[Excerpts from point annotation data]
::::::::::
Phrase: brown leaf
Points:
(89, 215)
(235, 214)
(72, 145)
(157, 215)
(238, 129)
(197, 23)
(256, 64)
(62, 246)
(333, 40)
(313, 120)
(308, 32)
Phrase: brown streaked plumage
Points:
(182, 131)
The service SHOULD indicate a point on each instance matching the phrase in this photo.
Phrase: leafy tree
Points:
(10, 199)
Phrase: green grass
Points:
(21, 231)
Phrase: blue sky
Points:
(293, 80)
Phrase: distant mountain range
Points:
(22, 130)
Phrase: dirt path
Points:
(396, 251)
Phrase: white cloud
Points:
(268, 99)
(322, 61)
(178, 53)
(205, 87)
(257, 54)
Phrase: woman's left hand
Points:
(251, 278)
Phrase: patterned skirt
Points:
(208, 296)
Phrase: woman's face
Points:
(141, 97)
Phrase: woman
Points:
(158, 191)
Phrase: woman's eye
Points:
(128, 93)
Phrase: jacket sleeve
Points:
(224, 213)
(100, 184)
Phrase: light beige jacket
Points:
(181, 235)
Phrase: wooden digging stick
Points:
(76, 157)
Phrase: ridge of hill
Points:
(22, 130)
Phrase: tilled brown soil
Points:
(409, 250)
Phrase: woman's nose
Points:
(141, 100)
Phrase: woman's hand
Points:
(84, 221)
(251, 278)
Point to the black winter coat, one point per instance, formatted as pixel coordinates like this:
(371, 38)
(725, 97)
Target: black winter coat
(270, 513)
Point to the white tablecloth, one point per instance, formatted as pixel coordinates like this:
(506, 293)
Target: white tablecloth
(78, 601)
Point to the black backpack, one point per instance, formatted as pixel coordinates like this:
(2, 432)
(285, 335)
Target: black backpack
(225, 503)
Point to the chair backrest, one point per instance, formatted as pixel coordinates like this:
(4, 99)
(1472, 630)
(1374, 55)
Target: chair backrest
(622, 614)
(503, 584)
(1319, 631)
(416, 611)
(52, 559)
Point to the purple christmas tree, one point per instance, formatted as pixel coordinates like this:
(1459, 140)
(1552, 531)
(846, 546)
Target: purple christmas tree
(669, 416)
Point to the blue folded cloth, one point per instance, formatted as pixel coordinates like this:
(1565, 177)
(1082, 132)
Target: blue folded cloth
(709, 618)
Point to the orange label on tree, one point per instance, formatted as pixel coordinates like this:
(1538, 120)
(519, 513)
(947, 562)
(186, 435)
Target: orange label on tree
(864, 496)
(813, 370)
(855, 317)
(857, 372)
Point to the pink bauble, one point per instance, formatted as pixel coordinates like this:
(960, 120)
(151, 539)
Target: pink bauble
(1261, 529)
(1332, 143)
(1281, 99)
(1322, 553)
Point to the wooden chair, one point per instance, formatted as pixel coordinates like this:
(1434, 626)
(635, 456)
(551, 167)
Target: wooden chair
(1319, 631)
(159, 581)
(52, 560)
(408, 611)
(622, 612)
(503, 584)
::::::::::
- Work instructions: Retype all of the rows above word for word, keeping every line the same.

- Correct result:
Phrase: brown leaf
Points:
(89, 215)
(235, 214)
(72, 145)
(157, 215)
(238, 129)
(197, 23)
(256, 64)
(62, 246)
(333, 40)
(313, 120)
(308, 32)
Phrase: brown streaked plumage
Points:
(182, 131)
The service SHOULD indicate a point on each instance matching the phrase in this photo.
Phrase: leafy tree
Points:
(10, 199)
Phrase: green grass
Points:
(21, 231)
Phrase: blue sky
Points:
(293, 80)
Phrase: distant mountain range
Points:
(22, 130)
Phrase: dirt path
Points:
(396, 251)
Phrase: white cloud
Points:
(268, 99)
(322, 61)
(178, 53)
(205, 87)
(257, 54)
Phrase: woman's left hand
Points:
(251, 278)
Phrase: patterned skirt
Points:
(208, 296)
Phrase: woman's face
Points:
(141, 97)
Phrase: woman
Points:
(158, 191)
Phrase: woman's eye
Points:
(128, 93)
Phrase: jacket sleeve
Points:
(224, 213)
(100, 184)
Phrase: light beige jacket
Points:
(181, 235)
Phrase: wooden digging stick
Points:
(76, 157)
Phrase: ridge of hill
Points:
(22, 130)
Phrase: tilled brown soil
Points:
(409, 250)
Phrase: woman's nose
Points:
(141, 100)
Phrase: woman's hand
Points:
(84, 221)
(251, 278)
Point to the black winter coat, one point per instance, formatted as pixel coordinates like this:
(371, 38)
(725, 97)
Target: black winter coat
(270, 513)
Point to the white tablecloth, one point per instance, formatted as pixel coordinates like this:
(506, 293)
Target: white tablecloth
(78, 601)
Point to the black backpack, one point per instance, formatted as pixel coordinates like this:
(2, 432)
(285, 335)
Target: black backpack
(225, 503)
Point to the chair backrest, one point per instance, formatted as pixel coordinates like this:
(4, 99)
(1472, 630)
(1374, 55)
Target: chair backrest
(622, 614)
(503, 584)
(1319, 631)
(416, 611)
(52, 559)
Point to the purple christmas tree, one point per instance, formatted as pixel coordinates like this:
(1459, 140)
(1552, 531)
(846, 546)
Target: purple christmas tree
(669, 416)
Point to the blue folded cloth, one point per instance, formatted as pixel coordinates like this:
(1565, 177)
(1082, 132)
Target: blue folded cloth
(709, 618)
Point to the orange label on tree, one point per instance, formatted as pixel coordinates like this:
(1538, 120)
(519, 513)
(947, 562)
(186, 435)
Target: orange label on tree
(864, 496)
(813, 370)
(855, 317)
(857, 372)
Point to the pink bauble, one point per instance, formatted as pixel coordinates like this:
(960, 120)
(151, 539)
Target: pink bauble
(1261, 529)
(1332, 143)
(1281, 99)
(1322, 553)
Point to the wooden chair, one point per instance, formatted as pixel coordinates like this:
(1434, 626)
(635, 456)
(551, 167)
Target: wooden chair
(1319, 631)
(159, 581)
(52, 560)
(408, 611)
(622, 612)
(503, 584)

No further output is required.